◆ WORK TO COMPLETE:
1) Answer these from the hunting forum posts:
(a) What did the writer ask the bio for?
(b) Where does AZ put that information?
(c) How many days before the UT hunt can the writer set up camp?
2) Carry the hunting forum posts on past their last line, in the same casual voice.

◆ PASSAGE PROVIDED:
=====
I asked our bio for the location of all the dept owned tanks/guzzlers. When he said he didn't give that info out, I asked him if I should send the public info request to his boss in town or his boss's boss at the state HQ.
Most dept employees share tons of info with each other, and have no problem keeping everybody else in the dark. AZ puts that info on their HabiMap. Never hunted over water in OR or AZ yet but I want to know where it is.
Thanks everybody for your responses. Something new to me so I truly appreciate it. I just sent him an email, then will call after I see how that goes. My plan for is pretty basic for this UT muzzleloader bull hunt: 1.) scout out some roads, advantage points, camp sites, etc... 2.) Get the boots on the ground and find all signs of elk in as many places as possible. Definitely will be able to make 2 trips, possibly 4 before my NV tag starts. I will be able to set up camp 2 or 3 days prior to my UT hunt for a little last second scouting. Hopefully I will be able to tie one to a tree.
=====
◆ Region annotation entries:
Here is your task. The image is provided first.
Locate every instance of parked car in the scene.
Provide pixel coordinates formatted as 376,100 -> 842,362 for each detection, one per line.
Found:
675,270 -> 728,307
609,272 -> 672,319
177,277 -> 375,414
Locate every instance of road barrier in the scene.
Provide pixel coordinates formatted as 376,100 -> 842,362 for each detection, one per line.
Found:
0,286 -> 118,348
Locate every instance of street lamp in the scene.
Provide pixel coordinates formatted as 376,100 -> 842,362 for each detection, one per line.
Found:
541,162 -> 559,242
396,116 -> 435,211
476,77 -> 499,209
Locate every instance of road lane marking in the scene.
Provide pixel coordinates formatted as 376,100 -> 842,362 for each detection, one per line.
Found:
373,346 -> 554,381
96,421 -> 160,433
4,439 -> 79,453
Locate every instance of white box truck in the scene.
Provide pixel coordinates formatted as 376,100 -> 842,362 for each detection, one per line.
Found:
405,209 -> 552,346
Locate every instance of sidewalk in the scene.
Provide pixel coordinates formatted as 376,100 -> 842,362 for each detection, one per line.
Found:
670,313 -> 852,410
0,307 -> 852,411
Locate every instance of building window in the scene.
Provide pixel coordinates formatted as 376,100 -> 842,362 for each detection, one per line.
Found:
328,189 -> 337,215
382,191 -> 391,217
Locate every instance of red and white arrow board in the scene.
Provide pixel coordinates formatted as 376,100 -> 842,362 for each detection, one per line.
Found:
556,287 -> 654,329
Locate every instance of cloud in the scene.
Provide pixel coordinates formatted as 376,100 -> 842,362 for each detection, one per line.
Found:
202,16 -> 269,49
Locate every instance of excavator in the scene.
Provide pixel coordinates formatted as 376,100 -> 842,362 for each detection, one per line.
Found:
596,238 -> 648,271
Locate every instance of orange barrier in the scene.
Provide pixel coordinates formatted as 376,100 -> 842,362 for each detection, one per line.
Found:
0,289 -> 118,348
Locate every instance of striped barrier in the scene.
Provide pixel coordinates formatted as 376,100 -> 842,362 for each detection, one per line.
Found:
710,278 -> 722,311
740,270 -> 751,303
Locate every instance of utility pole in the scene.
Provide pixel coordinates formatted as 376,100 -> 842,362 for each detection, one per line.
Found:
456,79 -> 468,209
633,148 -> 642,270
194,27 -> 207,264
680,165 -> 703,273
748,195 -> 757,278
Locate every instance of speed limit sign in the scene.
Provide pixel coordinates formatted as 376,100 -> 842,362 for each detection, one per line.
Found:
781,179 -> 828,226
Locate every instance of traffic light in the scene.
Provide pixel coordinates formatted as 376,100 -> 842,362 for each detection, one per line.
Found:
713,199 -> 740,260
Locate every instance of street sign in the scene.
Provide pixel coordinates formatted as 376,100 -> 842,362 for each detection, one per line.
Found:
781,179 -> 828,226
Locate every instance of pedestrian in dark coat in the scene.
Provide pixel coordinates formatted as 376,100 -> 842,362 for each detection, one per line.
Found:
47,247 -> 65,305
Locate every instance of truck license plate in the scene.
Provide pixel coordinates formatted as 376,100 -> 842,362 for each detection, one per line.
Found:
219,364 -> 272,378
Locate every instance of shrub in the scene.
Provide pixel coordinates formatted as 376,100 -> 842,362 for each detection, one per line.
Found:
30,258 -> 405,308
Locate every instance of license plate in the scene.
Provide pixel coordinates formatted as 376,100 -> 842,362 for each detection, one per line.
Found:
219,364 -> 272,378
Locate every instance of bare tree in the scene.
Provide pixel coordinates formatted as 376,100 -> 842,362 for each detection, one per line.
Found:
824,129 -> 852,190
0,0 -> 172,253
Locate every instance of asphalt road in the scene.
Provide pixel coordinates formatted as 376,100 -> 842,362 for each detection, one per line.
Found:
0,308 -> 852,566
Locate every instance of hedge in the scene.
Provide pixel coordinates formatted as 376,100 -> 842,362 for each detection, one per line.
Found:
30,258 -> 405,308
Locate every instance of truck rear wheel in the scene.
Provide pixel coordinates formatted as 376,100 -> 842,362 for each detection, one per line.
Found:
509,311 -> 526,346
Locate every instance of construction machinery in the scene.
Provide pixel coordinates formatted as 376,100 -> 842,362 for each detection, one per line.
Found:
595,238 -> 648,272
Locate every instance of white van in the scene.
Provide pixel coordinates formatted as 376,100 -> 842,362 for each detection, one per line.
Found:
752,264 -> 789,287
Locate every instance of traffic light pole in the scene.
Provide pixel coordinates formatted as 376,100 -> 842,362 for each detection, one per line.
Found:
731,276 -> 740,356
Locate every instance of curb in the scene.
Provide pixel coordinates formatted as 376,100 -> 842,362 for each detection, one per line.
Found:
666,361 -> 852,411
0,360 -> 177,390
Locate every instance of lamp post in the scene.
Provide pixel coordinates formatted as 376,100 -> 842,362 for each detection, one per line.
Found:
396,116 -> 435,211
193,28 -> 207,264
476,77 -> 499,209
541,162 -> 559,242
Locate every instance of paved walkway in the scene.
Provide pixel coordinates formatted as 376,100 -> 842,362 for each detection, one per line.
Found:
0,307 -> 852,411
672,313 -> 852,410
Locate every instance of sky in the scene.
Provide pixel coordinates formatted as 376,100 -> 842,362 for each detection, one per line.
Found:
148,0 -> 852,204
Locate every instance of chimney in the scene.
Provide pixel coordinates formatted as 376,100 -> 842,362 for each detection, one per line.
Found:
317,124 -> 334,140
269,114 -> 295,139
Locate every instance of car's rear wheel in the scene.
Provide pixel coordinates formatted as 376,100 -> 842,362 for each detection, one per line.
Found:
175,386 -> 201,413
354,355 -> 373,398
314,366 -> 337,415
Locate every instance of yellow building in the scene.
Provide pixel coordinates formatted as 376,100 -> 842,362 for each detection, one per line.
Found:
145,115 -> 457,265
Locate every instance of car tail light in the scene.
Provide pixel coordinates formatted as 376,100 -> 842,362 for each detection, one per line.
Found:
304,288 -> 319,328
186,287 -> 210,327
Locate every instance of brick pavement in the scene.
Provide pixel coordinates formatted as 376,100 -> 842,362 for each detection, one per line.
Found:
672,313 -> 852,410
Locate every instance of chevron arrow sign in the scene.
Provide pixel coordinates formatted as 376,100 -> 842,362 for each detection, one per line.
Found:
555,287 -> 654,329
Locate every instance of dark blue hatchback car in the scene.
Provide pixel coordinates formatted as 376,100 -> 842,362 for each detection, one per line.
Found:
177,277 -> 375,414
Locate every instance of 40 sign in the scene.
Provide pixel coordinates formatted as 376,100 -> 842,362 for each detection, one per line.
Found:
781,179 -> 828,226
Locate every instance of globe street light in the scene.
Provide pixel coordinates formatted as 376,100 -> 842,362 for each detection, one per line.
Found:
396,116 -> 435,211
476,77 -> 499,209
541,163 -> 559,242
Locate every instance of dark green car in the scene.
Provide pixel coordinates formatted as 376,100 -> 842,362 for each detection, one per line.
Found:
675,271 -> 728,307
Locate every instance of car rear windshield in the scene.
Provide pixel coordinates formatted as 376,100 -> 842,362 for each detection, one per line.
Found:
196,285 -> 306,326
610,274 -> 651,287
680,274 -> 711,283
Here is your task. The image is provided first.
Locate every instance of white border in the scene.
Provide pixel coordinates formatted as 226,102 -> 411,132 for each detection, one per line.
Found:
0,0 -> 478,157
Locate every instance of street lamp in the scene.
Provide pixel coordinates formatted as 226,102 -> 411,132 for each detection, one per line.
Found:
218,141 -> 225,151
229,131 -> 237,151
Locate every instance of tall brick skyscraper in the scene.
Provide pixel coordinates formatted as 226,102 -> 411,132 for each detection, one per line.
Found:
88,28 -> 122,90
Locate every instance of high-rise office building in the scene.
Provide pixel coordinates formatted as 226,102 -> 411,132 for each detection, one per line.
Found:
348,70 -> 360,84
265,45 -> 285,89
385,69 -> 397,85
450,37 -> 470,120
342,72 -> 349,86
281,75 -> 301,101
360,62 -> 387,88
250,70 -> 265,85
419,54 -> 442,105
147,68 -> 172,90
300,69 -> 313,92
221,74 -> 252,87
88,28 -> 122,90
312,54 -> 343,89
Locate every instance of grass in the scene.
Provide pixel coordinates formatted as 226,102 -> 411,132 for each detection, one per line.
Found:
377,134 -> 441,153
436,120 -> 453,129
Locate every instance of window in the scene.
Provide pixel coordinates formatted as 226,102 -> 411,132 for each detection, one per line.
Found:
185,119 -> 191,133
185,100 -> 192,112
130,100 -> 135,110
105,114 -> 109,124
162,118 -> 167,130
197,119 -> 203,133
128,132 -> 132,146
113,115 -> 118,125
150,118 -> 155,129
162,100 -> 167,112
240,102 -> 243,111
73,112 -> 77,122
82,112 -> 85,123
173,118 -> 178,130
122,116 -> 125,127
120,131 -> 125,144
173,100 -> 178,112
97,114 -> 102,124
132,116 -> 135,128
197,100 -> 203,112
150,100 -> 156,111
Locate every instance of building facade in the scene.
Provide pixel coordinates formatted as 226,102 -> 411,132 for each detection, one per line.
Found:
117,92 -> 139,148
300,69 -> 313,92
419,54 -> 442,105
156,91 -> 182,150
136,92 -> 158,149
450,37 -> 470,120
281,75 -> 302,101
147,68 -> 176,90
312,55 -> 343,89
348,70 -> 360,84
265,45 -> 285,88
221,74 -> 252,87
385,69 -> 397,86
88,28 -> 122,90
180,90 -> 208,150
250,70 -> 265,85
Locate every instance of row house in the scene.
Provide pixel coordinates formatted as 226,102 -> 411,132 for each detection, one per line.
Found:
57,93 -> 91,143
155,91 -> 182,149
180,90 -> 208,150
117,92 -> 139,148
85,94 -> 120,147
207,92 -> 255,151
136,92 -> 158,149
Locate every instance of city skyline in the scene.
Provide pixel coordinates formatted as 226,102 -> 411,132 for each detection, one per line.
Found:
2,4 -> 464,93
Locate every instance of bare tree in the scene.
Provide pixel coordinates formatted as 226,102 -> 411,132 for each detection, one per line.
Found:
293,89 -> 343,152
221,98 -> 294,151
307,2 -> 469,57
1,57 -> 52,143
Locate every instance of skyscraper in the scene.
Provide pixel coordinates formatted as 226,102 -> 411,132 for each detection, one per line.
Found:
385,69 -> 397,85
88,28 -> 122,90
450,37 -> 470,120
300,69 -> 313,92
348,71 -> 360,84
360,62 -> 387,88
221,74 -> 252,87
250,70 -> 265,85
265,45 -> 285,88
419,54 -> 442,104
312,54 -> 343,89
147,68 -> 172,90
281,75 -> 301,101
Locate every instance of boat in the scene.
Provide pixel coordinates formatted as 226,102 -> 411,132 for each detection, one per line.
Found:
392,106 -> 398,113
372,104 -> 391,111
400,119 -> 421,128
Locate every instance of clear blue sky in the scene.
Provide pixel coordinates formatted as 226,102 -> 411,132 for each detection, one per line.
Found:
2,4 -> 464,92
=====
◆ EXPECTED RESPONSES:
1)
(a) The location of all the dept owned tanks/guzzlers.
(b) On their HabiMap.
(c) 2 or 3 days.

2)
Thanks again, Thomas
I have had good experiences and bad ones with bio/wardens. It seems as you go up the chain of command the info gets less helpful and the person more out of touch. Its very hard to put boots on the ground when your 1000 miles from the hunt area and low on funds. This is exactly where a bio can bridge the gap. At least that's what I try to do when I get calls from hunters that have drawn or are interested in any of my wma's. Try to talk to the field hands that are actually on the ground with up to date knowledge.
Just for a different perspective; as a warden, you can't imagine how many calls I received about where to hunt, where the herd is, where's the best place to find a 40" ram...etc, etc. Most calls I returned but generally the hunter set the tone. Most were great and I was happy to help. Others were demanding and seemed to expect I give them exact spots and specifics. I was less inclined to help them. I was never too fond of strangers coming to my home late in the evenings either. Giving season and limits information is a duty, giving best hunting area information really wasn't, but I did anyway. And in Alaska we don't have state tax so they didn't pay my salary.
I often patrolled for weeks at a time and stayed in a cabin at Happy Valley near the Dalton highway. I have had hunters beat on my door after midnight, demanding to know where I saw caribou while I was out flying. It was hard to be polite.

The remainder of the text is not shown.